**DOCUMENT EXTRACT:**
Such a competence was considered to be acquired not through the teaching of rules, but through dialogue and socialization in a community of communicative practice.

At the same time as Dell Hymes defined his concept of communicative competence in the U.S., Jürgen Habermas in Germany warned about the illusion of a harmonious negotiation of intended meanings based on mutual respect and symmetrical power relations. In his 1970 article “Towards a theory of communicative competence” he wrote. “We imagine the actual motivation of actors to be identical with the linguistically apprehensible intentions of the speaker” But in fact, he argued, it has more to do with the institutionalization of political and economic power. Habermas’ warning was well-taken, but in the early days of communicative language teaching, it was not his voice that was to be influential in language learning methodology, but the voice of the powerful ELT that took their cues from Anglo-Saxon research. From the 1980’s on, the teaching and learning of foreign languages became committed to a communicative approach that saw communicative competence as composed of four aspects: grammatical, sociolinguistic, discourse and strategic competence (without any mention of institutional political or economic power or any native speaker/non-native speaker asymmetry.

Indeed, power in foreign language learning was transferred from the grammatical system to the individual native speaker. The native speaker represented a model not only of standard grammaticality but of social appropriateness. The rules of grammar were supplemented by norms of sociability and acceptability. As Bourdieu wrote in 1982:

“The all-purpose word in the dictionary has no social existence” (39) “The competence adequate to produce sentences that are likely to be understood may be quite inadequate to produce sentences that are likely to be listened to, likely to be recognized as acceptable in all the situations in which there is occasion to speak. Social acceptability is not reducible to mere grammaticality” (55).

From 1980 on, transgressions of linguistic/interactional native speaker norms and conventions are no longer mistakes to be eradicated, but “errors” that occur during communication and that are to be corrected through redress by native interlocutors.

**WHAT THE TASK ASKS:** Reproduce word for word the stretch of the passage on communicative competence from "Such a competence" through "of communicative practice.".

**SUPPLIED MATERIAL:**
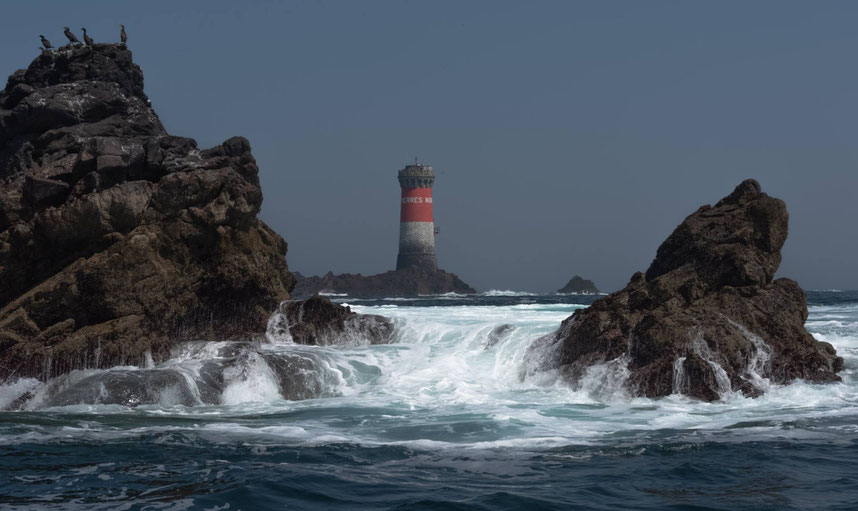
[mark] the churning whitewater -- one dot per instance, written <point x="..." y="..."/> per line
<point x="455" y="397"/>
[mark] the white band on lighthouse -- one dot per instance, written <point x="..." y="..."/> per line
<point x="416" y="227"/>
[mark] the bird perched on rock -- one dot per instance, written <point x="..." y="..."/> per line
<point x="72" y="38"/>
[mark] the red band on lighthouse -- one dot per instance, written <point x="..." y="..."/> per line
<point x="416" y="205"/>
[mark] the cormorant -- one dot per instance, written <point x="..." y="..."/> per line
<point x="72" y="38"/>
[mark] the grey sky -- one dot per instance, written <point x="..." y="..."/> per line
<point x="567" y="137"/>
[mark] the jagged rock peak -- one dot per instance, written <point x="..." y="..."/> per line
<point x="706" y="319"/>
<point x="73" y="63"/>
<point x="737" y="242"/>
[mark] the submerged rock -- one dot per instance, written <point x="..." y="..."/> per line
<point x="498" y="334"/>
<point x="115" y="236"/>
<point x="320" y="322"/>
<point x="396" y="283"/>
<point x="578" y="285"/>
<point x="706" y="318"/>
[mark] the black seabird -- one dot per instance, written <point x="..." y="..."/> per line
<point x="72" y="38"/>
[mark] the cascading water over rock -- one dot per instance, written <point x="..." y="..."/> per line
<point x="706" y="318"/>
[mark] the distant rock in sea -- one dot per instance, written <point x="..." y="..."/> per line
<point x="578" y="285"/>
<point x="117" y="238"/>
<point x="395" y="283"/>
<point x="705" y="319"/>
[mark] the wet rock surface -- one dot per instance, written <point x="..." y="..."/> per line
<point x="578" y="285"/>
<point x="397" y="283"/>
<point x="318" y="321"/>
<point x="706" y="318"/>
<point x="117" y="238"/>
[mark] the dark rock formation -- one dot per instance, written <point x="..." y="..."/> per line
<point x="115" y="237"/>
<point x="706" y="317"/>
<point x="498" y="334"/>
<point x="578" y="286"/>
<point x="318" y="321"/>
<point x="397" y="283"/>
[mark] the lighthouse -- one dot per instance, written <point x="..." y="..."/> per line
<point x="416" y="223"/>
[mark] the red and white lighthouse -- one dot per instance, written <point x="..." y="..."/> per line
<point x="416" y="223"/>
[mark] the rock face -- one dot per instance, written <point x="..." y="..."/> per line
<point x="117" y="238"/>
<point x="577" y="285"/>
<point x="319" y="322"/>
<point x="706" y="317"/>
<point x="406" y="282"/>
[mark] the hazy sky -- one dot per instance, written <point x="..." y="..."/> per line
<point x="567" y="137"/>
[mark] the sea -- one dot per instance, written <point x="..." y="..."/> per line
<point x="444" y="418"/>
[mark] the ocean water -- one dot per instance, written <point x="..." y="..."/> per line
<point x="448" y="417"/>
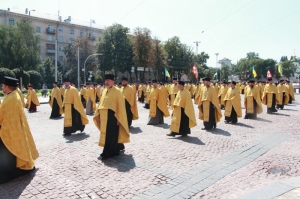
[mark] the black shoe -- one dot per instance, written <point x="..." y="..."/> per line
<point x="171" y="134"/>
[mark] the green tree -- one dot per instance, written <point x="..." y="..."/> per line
<point x="35" y="78"/>
<point x="117" y="48"/>
<point x="142" y="45"/>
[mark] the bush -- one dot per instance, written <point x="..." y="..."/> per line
<point x="35" y="78"/>
<point x="5" y="72"/>
<point x="25" y="78"/>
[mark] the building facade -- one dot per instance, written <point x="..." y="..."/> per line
<point x="51" y="29"/>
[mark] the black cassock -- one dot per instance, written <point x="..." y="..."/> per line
<point x="128" y="113"/>
<point x="83" y="101"/>
<point x="272" y="109"/>
<point x="55" y="109"/>
<point x="8" y="169"/>
<point x="212" y="121"/>
<point x="111" y="146"/>
<point x="184" y="128"/>
<point x="76" y="123"/>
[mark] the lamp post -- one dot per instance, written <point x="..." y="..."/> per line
<point x="85" y="62"/>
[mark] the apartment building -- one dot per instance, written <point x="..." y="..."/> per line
<point x="53" y="28"/>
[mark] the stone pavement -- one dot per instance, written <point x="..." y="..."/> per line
<point x="251" y="159"/>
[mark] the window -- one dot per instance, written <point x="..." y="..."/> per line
<point x="81" y="33"/>
<point x="60" y="39"/>
<point x="38" y="29"/>
<point x="11" y="21"/>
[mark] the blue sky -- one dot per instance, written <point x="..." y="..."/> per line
<point x="231" y="28"/>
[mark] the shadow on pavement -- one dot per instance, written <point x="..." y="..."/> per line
<point x="135" y="130"/>
<point x="281" y="114"/>
<point x="126" y="160"/>
<point x="242" y="124"/>
<point x="190" y="139"/>
<point x="164" y="126"/>
<point x="263" y="120"/>
<point x="18" y="186"/>
<point x="76" y="137"/>
<point x="220" y="132"/>
<point x="287" y="109"/>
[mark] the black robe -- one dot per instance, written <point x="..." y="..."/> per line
<point x="184" y="128"/>
<point x="55" y="109"/>
<point x="272" y="109"/>
<point x="128" y="113"/>
<point x="233" y="117"/>
<point x="76" y="123"/>
<point x="111" y="146"/>
<point x="212" y="121"/>
<point x="8" y="169"/>
<point x="252" y="115"/>
<point x="158" y="119"/>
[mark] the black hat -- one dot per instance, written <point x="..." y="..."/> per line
<point x="110" y="76"/>
<point x="9" y="81"/>
<point x="206" y="79"/>
<point x="181" y="83"/>
<point x="67" y="80"/>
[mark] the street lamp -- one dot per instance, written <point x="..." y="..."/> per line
<point x="85" y="62"/>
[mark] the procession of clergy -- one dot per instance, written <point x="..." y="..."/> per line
<point x="117" y="107"/>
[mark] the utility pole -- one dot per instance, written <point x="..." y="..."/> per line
<point x="197" y="43"/>
<point x="217" y="64"/>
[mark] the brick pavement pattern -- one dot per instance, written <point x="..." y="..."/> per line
<point x="249" y="159"/>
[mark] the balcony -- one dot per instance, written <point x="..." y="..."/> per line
<point x="50" y="51"/>
<point x="50" y="31"/>
<point x="92" y="38"/>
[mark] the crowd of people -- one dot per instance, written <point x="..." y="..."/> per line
<point x="114" y="107"/>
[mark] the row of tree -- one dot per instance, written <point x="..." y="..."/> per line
<point x="119" y="51"/>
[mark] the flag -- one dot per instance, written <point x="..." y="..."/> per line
<point x="269" y="74"/>
<point x="167" y="74"/>
<point x="195" y="71"/>
<point x="280" y="70"/>
<point x="254" y="72"/>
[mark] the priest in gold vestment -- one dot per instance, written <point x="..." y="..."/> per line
<point x="110" y="118"/>
<point x="252" y="101"/>
<point x="17" y="147"/>
<point x="130" y="101"/>
<point x="269" y="96"/>
<point x="183" y="116"/>
<point x="55" y="102"/>
<point x="282" y="96"/>
<point x="75" y="118"/>
<point x="158" y="106"/>
<point x="233" y="109"/>
<point x="208" y="105"/>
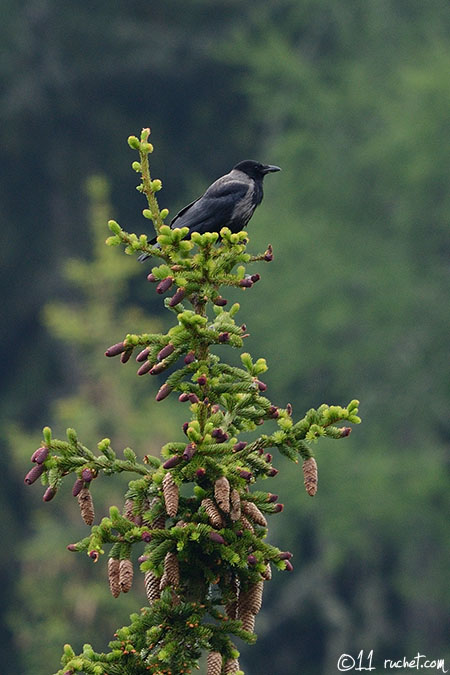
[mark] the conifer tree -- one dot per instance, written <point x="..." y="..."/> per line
<point x="194" y="514"/>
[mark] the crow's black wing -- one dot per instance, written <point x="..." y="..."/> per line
<point x="215" y="208"/>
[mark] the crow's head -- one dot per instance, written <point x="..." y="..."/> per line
<point x="255" y="170"/>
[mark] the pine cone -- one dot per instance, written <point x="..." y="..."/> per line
<point x="235" y="505"/>
<point x="231" y="666"/>
<point x="159" y="522"/>
<point x="214" y="663"/>
<point x="222" y="494"/>
<point x="125" y="575"/>
<point x="254" y="513"/>
<point x="86" y="505"/>
<point x="172" y="569"/>
<point x="214" y="515"/>
<point x="231" y="607"/>
<point x="113" y="576"/>
<point x="151" y="586"/>
<point x="310" y="476"/>
<point x="128" y="509"/>
<point x="171" y="495"/>
<point x="252" y="598"/>
<point x="248" y="620"/>
<point x="267" y="574"/>
<point x="246" y="524"/>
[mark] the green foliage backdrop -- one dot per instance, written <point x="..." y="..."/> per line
<point x="352" y="100"/>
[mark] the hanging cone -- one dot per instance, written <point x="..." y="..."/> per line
<point x="113" y="576"/>
<point x="235" y="513"/>
<point x="267" y="574"/>
<point x="171" y="495"/>
<point x="222" y="494"/>
<point x="151" y="586"/>
<point x="231" y="607"/>
<point x="214" y="663"/>
<point x="251" y="510"/>
<point x="172" y="569"/>
<point x="159" y="523"/>
<point x="125" y="575"/>
<point x="252" y="598"/>
<point x="246" y="524"/>
<point x="214" y="516"/>
<point x="248" y="620"/>
<point x="310" y="476"/>
<point x="86" y="505"/>
<point x="231" y="666"/>
<point x="128" y="509"/>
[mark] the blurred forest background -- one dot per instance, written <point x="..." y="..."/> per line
<point x="352" y="100"/>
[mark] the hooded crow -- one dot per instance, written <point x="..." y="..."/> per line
<point x="229" y="202"/>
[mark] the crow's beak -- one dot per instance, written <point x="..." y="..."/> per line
<point x="270" y="168"/>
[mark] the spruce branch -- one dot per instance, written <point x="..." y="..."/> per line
<point x="202" y="549"/>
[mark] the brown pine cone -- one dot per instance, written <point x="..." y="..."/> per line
<point x="171" y="495"/>
<point x="267" y="574"/>
<point x="254" y="513"/>
<point x="252" y="598"/>
<point x="248" y="620"/>
<point x="214" y="515"/>
<point x="222" y="494"/>
<point x="214" y="663"/>
<point x="125" y="575"/>
<point x="86" y="505"/>
<point x="151" y="586"/>
<point x="231" y="607"/>
<point x="231" y="666"/>
<point x="128" y="509"/>
<point x="159" y="523"/>
<point x="172" y="568"/>
<point x="310" y="476"/>
<point x="246" y="524"/>
<point x="113" y="576"/>
<point x="235" y="513"/>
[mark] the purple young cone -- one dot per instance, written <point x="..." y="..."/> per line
<point x="159" y="368"/>
<point x="114" y="350"/>
<point x="142" y="356"/>
<point x="166" y="351"/>
<point x="40" y="455"/>
<point x="172" y="461"/>
<point x="87" y="475"/>
<point x="145" y="368"/>
<point x="77" y="487"/>
<point x="177" y="298"/>
<point x="239" y="446"/>
<point x="217" y="538"/>
<point x="49" y="494"/>
<point x="126" y="356"/>
<point x="189" y="451"/>
<point x="34" y="474"/>
<point x="164" y="285"/>
<point x="285" y="555"/>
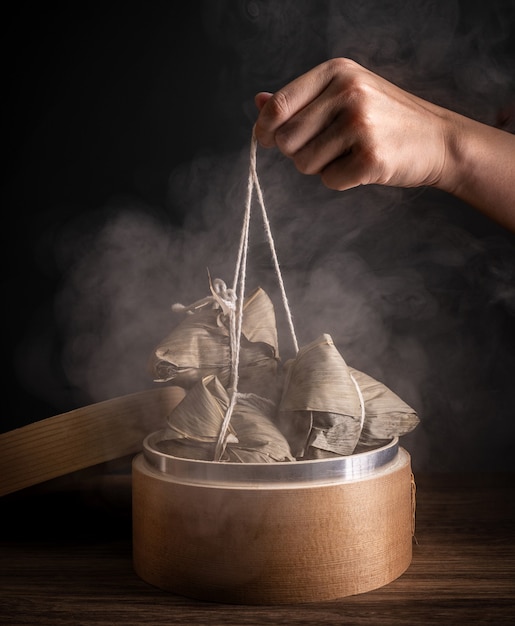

**RESULT OF THIS EXERCISE:**
Such a competence was considered to be acquired not through the teaching of rules, but through dialogue and socialization in a community of communicative practice.